# TASK:
Can you copy out the records word for word, starting at their very first line and ending at the line containing "even-odd fill", with both of those lines included?

[Stored items]
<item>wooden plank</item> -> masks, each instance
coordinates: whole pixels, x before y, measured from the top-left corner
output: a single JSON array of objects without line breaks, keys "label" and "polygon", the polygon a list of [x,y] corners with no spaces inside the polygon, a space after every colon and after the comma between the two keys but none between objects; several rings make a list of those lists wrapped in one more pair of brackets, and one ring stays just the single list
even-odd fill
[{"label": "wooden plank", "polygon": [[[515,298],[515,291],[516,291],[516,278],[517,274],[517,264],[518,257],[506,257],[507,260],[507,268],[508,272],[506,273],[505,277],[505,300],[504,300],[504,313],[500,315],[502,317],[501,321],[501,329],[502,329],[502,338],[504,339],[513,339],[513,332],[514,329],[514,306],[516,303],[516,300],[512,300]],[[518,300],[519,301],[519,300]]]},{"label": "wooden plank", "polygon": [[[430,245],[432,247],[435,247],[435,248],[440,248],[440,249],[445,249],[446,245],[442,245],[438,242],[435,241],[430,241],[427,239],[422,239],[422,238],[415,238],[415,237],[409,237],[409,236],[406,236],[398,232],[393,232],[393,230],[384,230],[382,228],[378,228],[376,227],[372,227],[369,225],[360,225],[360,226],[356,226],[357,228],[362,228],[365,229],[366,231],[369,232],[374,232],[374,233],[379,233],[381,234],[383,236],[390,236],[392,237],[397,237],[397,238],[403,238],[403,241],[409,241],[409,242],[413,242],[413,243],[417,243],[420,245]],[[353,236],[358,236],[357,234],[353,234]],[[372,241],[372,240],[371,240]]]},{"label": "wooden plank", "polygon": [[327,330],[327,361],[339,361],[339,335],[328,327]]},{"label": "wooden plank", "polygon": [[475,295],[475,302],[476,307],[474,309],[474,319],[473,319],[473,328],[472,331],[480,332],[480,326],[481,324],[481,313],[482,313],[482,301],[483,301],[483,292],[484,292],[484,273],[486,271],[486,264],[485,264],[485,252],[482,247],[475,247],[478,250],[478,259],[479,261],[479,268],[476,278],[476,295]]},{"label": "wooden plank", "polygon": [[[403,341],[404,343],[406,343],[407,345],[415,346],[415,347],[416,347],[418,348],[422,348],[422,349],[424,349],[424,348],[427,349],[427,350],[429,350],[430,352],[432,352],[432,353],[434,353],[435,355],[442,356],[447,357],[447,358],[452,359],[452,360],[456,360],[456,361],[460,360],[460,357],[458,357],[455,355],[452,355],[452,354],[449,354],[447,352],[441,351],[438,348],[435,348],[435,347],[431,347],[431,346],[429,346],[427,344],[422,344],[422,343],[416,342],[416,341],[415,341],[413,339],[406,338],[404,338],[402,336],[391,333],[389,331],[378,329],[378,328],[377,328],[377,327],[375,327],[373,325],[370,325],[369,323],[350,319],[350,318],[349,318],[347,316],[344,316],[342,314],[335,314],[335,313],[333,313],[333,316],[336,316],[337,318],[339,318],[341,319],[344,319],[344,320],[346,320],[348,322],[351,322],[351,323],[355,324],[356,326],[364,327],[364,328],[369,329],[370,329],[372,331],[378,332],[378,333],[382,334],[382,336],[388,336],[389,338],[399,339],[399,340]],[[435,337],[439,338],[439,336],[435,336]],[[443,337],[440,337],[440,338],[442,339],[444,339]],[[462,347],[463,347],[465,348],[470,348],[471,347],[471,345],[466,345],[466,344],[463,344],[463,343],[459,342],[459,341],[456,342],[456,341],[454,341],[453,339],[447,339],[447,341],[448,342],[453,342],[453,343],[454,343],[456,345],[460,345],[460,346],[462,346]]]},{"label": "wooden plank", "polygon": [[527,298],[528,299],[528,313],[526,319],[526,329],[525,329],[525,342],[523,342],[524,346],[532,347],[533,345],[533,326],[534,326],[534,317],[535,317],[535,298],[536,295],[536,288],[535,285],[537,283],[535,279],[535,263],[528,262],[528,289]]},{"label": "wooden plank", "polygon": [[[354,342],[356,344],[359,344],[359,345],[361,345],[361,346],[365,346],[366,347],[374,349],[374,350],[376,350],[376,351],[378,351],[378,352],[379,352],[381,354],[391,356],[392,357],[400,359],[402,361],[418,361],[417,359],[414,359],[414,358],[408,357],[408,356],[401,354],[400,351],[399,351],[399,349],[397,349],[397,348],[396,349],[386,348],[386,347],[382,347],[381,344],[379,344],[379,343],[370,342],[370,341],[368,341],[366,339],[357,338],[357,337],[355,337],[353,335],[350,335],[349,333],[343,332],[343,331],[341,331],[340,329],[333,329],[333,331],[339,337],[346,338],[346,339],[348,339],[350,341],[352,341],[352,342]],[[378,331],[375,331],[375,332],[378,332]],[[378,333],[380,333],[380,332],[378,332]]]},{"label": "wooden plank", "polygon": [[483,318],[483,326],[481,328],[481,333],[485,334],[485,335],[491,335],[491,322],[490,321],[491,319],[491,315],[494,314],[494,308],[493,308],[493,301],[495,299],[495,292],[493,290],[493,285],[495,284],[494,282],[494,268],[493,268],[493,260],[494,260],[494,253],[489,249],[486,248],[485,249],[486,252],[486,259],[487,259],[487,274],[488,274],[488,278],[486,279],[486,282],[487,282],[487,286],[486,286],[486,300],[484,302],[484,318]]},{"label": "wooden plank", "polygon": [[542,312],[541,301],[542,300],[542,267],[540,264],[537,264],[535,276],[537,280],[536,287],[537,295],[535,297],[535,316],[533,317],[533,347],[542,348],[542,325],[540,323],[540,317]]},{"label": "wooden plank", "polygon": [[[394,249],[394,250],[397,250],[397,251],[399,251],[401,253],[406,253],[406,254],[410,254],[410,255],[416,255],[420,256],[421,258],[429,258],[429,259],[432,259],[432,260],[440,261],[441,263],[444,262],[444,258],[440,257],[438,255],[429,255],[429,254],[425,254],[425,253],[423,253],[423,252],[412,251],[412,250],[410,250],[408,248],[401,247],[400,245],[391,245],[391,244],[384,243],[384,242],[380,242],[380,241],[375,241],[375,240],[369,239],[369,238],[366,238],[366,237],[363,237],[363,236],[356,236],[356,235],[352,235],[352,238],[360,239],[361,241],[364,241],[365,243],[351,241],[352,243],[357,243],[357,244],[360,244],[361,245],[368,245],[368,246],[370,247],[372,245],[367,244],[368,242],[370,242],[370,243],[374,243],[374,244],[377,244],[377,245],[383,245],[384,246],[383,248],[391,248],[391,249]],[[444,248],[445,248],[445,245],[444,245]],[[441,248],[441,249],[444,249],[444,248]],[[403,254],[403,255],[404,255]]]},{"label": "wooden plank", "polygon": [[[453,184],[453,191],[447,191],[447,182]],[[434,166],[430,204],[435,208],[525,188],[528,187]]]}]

# RESPONSE TO THE EXERCISE:
<item>wooden plank</item> -> masks, each instance
coordinates: whole pixels, x before y, measured from the top-left corner
output: a single JSON array of objects without line breaks, keys "label" and "polygon", the polygon a list of [x,y] corners with no spaces inside the polygon, a space after every colon and after the comma between the two keys but none between objects; several rings make a list of those lists wrapped in one more pair of brackets, and one ring stays just the single list
even-odd fill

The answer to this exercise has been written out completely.